**Поставленная задача**. Перескажи извлечённый текст в двух предложениях.

**Извлечённый текст**.
━━━━━━
В других случаях персонажи сами обращают внимание на совпадения и взаимосвязи. Так, в главе 5 книги III Леголас вспоминает, что в начале главы 2 видел орла, а из рассказа Гэндальфа мы узнаем о том, почему орел там оказался. В то же время в главе 2 книги IV Горлум убежден в том, что разгадал намерения назгула, который трижды пролетел у них над головами: «Они чуют нас, чуют Прелесть». Однако в действительности дела обстояли иначе. Третий назгул, который «летел выше туч и вихрем унесся на запад», направлялся в Ортханк, чтобы узнать, что происходит у Сарумана. Вполне вероятно, что сигналом для него стал костер, на котором ристанийцы сжигали тела убитых орков, так как «дым от кострища вознесся к небесам, и не одно недреманное око заметило его». Тот же самый назгул пролетел над лагерем в Дол-Бране, заставив Пина обеспокоенно уточнить (тоже безо всяких на то оснований): «Но он ведь не за мной летел, нет?» Гэндальф заверил его в том, что в такие сроки даже назгул не смог бы преодолеть подобное расстояние, а значит, у него были другие задачи.
Еще одним эпизодом, который запутал как минимум одного критика, стала сцена в самом конце тома «Хранители», где Фродо, сидя на вершине Амон-Ведара, надевает Кольцо и вдруг слышит у себя в голове крик: «Сними! Сними же, дуралей, Кольцо!» Многие читатели наверняка приняли этот голос за подсознание самого Фродо, как это случалось уже дважды (об этом более подробно будет говориться на стр. 240–242 ниже), но в действительности этот третий голос принадлежит Гэндальфу, о чем можно было бы догадаться по резкости интонаций, если бы и хоббит, и читатели в тот момент не считали старого мага погибшим. Лишь позже, в главе 5 книги III Гэндальф даст несколько туманное пояснение:
«Я из заоблачных высей противился его непреклонной воле и отвел ее от Кольца: Тень пронеслась мимо».
И никто из тех, кому он об этом расскажет, не поймет смысла этого объяснения.
━━━━━━
Записи с указаниями

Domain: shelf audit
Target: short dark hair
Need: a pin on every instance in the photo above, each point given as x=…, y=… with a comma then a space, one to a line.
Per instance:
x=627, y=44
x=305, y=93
━━━━━━
**Полный ответ**. Персонажи сами замечают совпадения, но порой толкуют их неверно: Горлум был убеждён, что назгул чует их и Прелесть, хотя тот летел в Ортханк узнать, что происходит у Сарумана, а Пин без оснований тревожился, что этот назгул летит за ним. Крик «Сними!», который Фродо слышит на Амон-Ведаре, надев Кольцо, многие читатели, вероятно, приняли за голос его подсознания, но на деле это голос Гэндальфа, чьё позднее туманное пояснение никто из слушателей не поймёт.